USING THE INFORMATION
a) Translate this sentence from the review of Nadia Kaabi-Linke's work into Spanish: "The work is a treatment of surface as skin—as a body of historical and experiential evidence."
b) According to the review of Nadia Kaabi-Linke's work, what was the Berlin bunker used as from 1950 to 1957?
c) Continue the review of Nadia Kaabi-Linke's work from its last sentence.

Nadia Kaabi-Linke, A Short Story of Salt and Sun, 2013, silk paper, wax, Chinese ink, and varnish on linen, 90 1/2 × 55".

Nadia Kaabi-Linke, A Short Story of Salt and Sun, 2013, silk paper, wax, Chinese ink, and varnish on linen, 90 1/2 × 55".

Nadia Kaabi-Linke

Nadia Kaabi-Linke, A Short Story of Salt and Sun, 2013, silk paper, wax, Chinese ink, and varnish on linen, 90 1/2 × 55".

There is something unbearable about the lightness of Nadia Kaabi-Linke’s work, articulated in the diversity of material and form she employs to suit concept and site. Take Flying Carpet, 2011, a suspended cage-like sculpture shaped from the measurements of carpets used by illegal street vendors on the Ponte del Sepolcro in Venice. Or “In confinement my desolate mind and desires,” the artist’s Discoveries Prize–winning presentation at Art Basel Hong Kong in 2014, courtesy of Kolkata gallery Experimenter: Its central work—standard measurements for prison cells around the world, outlined with metal strips on the booth floor—was titled Modulor I after Le Corbusier’s universally applicable “range of harmonious measurements to suit the human scale.”

Herein lies the cognitive dissonance: between Kaabi-Linke’s treatment of weighty concerns with considered—and Minimalist—aesthetic balance. This compositional precision was employed to full effect in “Fahrenheit 311: Seven Legends of Machismo,” an exhibition that traced a series of interconnected narratives. A Short History of Salt and Sun, 2013, for instance, is a wall print that records the natural erosion that has occurred at a railway stop inaugurated in 1872 in Tunis: Marsa Beach, a seaside resort through which a history of postcolonial Tunisia is mapped via the tourism trade that boomed after independence and has suffered a decline in recent years. The work is a treatment of surface as skin—as a body of historical and experiential evidence. The same is true of another wall impression, Altarpiece, 2015, a large triptych whose external shell is covered in gold leaf so that the work becomes a radiant monochrome when shut. On each canvas are displayed rubbings taken from a former World War II war bunker in Berlin. The building was constructed for the Deutsche Reichsbahn using forced labor; it later became a textile warehouse from 1950 to 1957, and is now home to the Sammlung Boros. The specificity of this timeline makes the composition’s statement clear enough: As nature inevitably erodes what is built, so humans gild painful histories.

Point-per-instance localization data
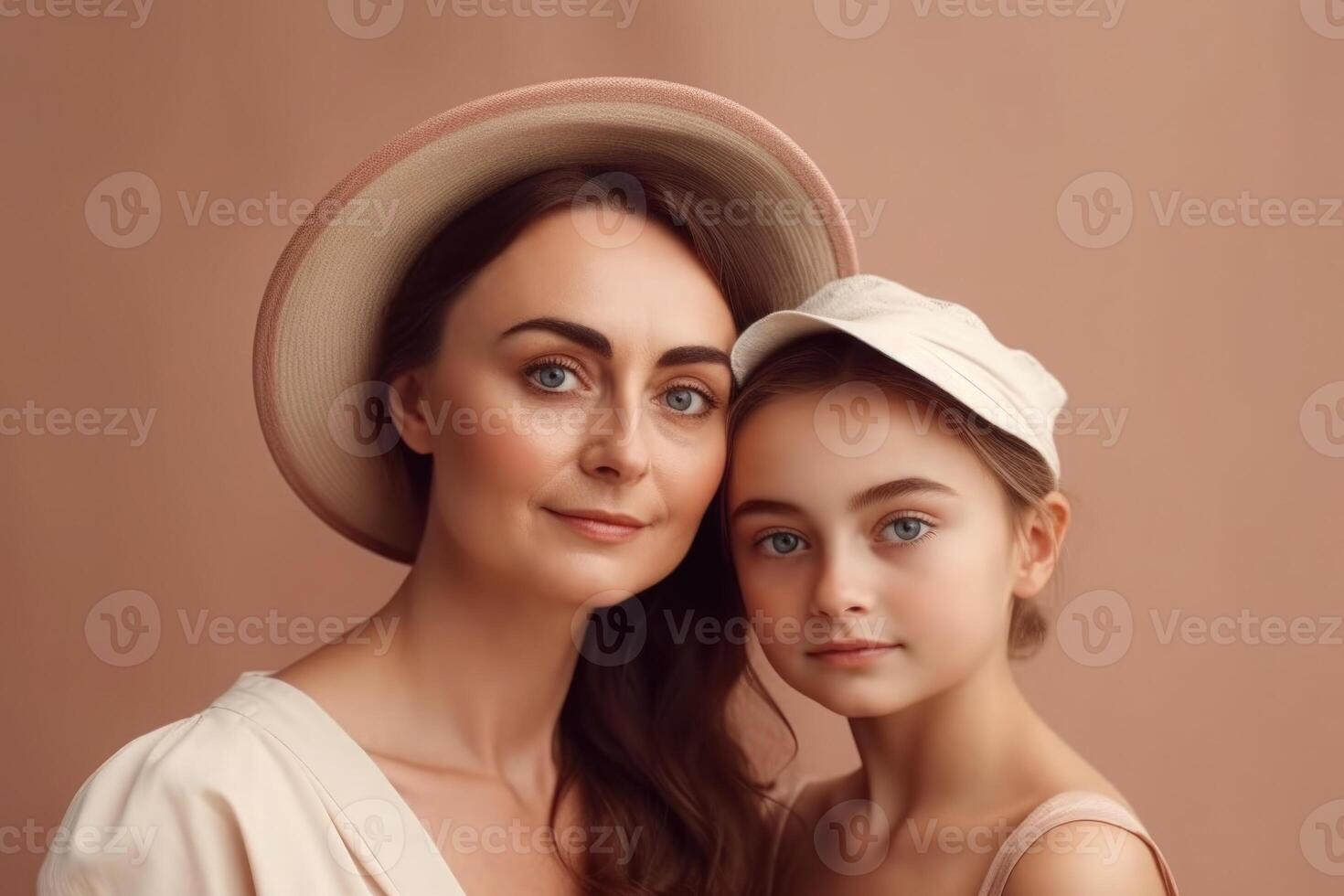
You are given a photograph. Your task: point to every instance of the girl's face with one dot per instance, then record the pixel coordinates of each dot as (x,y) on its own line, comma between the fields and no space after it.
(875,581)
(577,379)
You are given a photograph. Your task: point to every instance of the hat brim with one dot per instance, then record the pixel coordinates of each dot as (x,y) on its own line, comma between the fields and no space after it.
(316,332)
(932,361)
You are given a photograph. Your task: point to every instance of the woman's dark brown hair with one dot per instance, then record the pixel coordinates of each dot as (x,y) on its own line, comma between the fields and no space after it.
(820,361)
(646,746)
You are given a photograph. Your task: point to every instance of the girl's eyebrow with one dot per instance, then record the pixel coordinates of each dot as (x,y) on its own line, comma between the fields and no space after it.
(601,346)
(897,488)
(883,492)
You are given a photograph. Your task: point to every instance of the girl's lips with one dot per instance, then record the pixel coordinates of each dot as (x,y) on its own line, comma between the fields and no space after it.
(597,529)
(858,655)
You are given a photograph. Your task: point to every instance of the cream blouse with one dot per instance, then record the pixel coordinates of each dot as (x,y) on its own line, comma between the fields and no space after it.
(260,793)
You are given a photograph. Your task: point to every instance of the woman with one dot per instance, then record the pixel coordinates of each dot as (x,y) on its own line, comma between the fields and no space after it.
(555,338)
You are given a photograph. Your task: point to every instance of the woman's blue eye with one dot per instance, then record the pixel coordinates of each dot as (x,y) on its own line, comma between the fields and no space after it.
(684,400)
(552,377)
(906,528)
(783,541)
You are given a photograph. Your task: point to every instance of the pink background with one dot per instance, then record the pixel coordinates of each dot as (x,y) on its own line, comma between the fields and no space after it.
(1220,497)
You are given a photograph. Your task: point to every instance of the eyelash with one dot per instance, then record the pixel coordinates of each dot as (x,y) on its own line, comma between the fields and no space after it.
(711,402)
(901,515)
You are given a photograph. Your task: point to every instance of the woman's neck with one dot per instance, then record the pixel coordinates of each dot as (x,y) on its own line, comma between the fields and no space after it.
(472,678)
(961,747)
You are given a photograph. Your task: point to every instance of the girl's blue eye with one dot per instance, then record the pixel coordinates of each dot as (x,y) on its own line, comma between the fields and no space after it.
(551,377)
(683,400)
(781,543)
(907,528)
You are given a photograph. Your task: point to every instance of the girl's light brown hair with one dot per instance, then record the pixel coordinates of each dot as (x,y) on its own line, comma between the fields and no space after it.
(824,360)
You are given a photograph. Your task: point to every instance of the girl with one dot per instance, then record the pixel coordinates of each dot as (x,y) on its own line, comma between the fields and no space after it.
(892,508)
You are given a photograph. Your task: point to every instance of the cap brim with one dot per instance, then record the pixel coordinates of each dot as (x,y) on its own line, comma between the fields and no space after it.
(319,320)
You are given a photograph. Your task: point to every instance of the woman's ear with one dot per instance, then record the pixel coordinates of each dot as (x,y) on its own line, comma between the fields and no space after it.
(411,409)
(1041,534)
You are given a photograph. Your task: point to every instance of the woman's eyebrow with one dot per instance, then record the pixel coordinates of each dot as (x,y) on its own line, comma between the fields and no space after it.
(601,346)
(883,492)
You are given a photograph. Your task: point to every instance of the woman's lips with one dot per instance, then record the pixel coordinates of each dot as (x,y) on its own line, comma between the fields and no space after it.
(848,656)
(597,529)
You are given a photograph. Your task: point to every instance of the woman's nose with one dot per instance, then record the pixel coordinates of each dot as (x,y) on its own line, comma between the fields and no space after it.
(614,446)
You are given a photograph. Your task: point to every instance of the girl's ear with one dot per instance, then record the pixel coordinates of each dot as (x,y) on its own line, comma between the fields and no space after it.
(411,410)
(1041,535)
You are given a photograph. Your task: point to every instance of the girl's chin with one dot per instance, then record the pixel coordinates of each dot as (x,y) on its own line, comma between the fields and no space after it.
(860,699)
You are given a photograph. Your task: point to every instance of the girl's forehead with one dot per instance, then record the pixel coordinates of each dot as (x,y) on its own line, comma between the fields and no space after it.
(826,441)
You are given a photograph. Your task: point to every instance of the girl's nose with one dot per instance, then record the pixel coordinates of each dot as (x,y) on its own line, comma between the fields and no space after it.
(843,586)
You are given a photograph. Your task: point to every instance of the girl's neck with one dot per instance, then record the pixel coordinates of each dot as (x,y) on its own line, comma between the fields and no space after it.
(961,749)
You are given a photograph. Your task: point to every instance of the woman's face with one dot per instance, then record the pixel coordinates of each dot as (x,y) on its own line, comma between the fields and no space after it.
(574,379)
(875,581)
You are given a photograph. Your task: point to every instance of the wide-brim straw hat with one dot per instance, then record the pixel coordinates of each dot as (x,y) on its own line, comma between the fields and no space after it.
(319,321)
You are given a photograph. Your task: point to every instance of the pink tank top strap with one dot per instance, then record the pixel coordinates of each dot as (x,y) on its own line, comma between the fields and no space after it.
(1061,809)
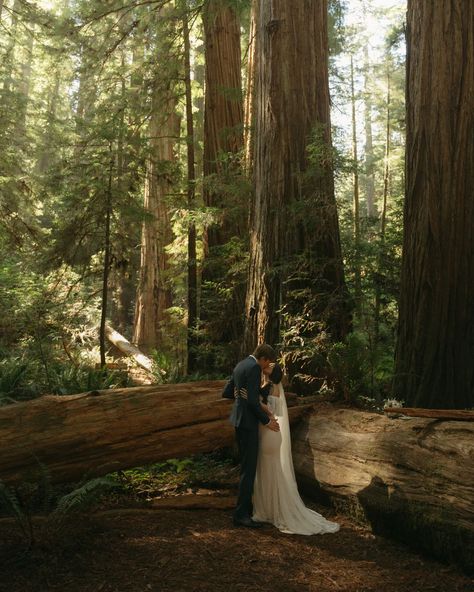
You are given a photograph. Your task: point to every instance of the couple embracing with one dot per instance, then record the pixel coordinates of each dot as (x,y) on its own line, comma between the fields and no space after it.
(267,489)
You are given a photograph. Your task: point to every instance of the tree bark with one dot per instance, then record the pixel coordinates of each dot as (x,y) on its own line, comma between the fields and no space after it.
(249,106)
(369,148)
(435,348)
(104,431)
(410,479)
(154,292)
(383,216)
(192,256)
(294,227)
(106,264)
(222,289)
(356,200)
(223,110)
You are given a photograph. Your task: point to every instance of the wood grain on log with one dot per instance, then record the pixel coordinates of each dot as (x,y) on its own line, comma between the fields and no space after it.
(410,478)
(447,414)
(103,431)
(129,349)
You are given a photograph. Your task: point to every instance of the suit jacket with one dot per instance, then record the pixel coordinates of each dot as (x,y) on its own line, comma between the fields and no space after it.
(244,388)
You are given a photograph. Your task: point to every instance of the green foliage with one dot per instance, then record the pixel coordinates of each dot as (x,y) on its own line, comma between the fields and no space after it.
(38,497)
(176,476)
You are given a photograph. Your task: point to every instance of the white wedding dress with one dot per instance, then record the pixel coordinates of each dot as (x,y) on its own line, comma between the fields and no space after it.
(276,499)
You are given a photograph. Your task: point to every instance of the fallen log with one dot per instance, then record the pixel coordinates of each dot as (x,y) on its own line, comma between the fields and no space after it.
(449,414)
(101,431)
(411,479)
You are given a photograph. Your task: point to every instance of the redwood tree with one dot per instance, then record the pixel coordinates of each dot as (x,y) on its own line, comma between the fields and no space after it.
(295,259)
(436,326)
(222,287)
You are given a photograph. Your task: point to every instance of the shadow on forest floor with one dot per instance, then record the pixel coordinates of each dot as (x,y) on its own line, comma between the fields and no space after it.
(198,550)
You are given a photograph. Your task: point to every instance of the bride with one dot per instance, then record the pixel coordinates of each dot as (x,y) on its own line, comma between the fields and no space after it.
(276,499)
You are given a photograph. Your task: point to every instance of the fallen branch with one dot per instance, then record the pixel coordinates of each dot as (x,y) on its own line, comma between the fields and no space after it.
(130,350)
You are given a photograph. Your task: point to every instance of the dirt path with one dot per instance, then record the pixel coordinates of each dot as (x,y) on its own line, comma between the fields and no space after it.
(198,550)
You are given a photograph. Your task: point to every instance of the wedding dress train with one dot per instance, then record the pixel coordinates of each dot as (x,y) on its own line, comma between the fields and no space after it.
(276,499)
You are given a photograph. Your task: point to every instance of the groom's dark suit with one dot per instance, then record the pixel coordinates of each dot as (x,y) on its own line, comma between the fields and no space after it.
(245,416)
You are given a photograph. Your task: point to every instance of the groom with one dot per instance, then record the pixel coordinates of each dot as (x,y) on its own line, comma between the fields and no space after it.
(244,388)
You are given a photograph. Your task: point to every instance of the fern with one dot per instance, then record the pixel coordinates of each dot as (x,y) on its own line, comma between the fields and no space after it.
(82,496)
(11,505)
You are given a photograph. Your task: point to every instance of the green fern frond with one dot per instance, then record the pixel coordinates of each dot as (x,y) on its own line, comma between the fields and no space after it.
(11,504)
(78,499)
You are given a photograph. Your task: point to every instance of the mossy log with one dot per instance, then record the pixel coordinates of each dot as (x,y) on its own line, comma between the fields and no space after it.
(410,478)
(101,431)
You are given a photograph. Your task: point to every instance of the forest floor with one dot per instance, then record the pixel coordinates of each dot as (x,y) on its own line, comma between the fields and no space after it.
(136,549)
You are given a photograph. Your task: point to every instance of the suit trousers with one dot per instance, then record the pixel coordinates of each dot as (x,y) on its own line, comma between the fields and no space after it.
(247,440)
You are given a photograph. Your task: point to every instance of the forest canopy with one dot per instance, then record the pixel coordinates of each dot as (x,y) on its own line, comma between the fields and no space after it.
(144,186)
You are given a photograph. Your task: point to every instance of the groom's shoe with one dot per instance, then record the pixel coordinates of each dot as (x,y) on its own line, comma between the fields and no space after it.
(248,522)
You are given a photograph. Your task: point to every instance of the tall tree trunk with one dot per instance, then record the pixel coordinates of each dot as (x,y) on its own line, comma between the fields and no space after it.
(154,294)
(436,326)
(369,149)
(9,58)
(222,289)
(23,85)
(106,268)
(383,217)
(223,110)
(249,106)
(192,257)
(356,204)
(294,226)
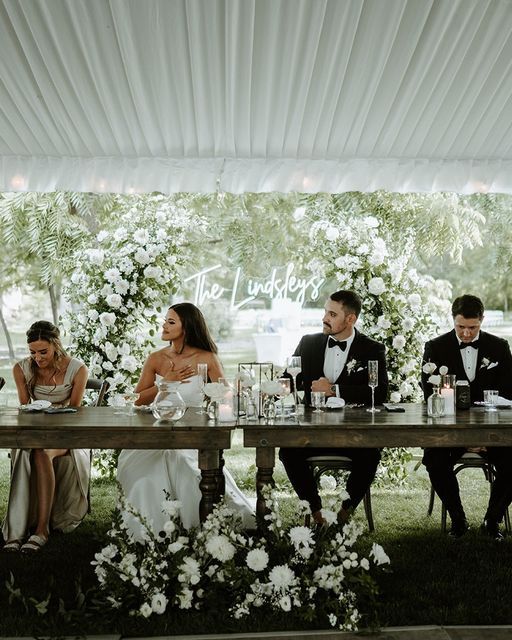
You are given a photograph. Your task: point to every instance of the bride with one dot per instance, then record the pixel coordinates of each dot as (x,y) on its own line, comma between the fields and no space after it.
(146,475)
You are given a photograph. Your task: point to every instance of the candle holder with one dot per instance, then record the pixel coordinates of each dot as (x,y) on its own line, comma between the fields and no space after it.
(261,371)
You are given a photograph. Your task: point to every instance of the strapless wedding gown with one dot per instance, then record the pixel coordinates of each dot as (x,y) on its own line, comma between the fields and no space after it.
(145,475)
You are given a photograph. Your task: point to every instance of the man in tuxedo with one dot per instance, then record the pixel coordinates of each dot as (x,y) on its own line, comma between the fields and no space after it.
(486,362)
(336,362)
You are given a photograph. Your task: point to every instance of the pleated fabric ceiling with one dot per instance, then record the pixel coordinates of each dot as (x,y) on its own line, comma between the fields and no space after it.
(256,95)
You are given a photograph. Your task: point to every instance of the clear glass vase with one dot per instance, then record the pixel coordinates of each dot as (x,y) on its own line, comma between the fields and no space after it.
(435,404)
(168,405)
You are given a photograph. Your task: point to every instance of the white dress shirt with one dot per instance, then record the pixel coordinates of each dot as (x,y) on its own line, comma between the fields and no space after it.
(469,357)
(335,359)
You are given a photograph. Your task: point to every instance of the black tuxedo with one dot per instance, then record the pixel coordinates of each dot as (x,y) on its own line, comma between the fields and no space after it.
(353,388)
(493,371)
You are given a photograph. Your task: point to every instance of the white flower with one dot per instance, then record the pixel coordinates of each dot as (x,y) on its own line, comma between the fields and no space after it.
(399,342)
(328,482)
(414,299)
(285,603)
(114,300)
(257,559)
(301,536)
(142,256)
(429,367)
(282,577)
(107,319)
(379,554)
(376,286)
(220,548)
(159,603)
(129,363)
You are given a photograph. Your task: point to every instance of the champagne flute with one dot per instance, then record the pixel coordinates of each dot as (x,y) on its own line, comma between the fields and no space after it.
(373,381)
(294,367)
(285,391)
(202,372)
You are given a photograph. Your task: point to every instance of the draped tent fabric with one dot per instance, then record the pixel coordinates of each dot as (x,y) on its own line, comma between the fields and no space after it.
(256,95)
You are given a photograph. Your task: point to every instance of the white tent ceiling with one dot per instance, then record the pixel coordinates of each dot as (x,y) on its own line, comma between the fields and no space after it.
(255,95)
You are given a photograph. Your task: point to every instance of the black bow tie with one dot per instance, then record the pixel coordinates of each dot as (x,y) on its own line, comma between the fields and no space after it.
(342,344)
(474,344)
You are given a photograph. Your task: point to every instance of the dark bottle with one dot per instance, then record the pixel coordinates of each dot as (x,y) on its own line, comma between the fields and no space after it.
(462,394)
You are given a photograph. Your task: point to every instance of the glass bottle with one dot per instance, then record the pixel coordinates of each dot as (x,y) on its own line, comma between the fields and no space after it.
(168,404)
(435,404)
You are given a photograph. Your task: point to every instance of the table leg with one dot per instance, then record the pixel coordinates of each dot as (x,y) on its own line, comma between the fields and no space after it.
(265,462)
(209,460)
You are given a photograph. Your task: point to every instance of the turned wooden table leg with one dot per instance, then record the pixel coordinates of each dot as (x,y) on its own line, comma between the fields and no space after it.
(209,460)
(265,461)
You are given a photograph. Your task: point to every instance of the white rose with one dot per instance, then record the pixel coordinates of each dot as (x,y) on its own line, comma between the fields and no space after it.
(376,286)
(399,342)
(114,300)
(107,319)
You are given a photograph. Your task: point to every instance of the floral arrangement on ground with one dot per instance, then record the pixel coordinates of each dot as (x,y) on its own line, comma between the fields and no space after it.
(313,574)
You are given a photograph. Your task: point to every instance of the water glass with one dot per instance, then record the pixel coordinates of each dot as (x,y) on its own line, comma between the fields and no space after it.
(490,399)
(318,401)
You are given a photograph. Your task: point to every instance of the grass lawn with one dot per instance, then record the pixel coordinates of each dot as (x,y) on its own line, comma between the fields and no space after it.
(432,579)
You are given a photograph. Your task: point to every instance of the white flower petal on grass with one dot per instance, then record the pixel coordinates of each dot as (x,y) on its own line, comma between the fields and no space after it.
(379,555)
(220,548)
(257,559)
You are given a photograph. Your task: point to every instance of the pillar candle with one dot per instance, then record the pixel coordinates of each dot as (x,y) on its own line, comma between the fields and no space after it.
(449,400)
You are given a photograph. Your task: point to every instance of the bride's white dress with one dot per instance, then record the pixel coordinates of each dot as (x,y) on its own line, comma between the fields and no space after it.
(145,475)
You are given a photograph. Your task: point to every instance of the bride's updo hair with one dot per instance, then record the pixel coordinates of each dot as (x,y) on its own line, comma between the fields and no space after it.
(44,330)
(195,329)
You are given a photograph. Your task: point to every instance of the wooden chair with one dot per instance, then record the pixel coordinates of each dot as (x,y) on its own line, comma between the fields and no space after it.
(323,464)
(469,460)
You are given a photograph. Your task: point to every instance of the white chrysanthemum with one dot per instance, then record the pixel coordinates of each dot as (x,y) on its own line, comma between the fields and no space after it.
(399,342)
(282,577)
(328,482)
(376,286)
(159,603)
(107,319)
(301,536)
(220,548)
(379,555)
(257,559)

EXERCISE RESULTS
a) La obra es un tratamiento de la superficie como piel: como un cuerpo de evidencia histórica y experiencial.

b) A textile warehouse.

c)
According to this reasoning, art is a beautiful trap, which the artist capitalizes on for good reason. Consider Impunities London Originals, 2012: prints of scars taken from the bodies of women who endured sustained domestic violence, produced using black powder on transparent film. From afar, the works appear as wispy smudges. But as one comes closer, wounds are visible; we realize we have been party to the initial dismissal of such inflictions. Yet though Impunities refers most explicitly to the exhibition’s packed title—a combination of the temperature at which testosterone melts with the seven deadly sins and the idea that our world is a patriarchal dystopia—women are not the only victims in this global tale. In Tunisian Americans, 2012, four hundred small bottles filled with Tunisian soil arranged in four type cases stand for US soldiers who died during the Tunisian Campaign between summer 1942 and winter 1943. In Grindballs, 2014, cement, lycopodium, and sand have been deposited in framed bubble wrap squares to produce circles. There is currently a rampant trade in these materials because of the construction booms taking place around the world, at great human and environmental cost.

Thinking about the exhibition title again, one realizes that Kaabi-Linke’s observation is both concise (we are marching into the furnace of our own development) and sincere (progress is a collective thrust). Her severity is countered by the lightness with which she jumps from one issue to another so as to convey a broader, more complex world perspective that is so unsettling. Her works coax the gaze toward the sublime horror inscribed into collective existence.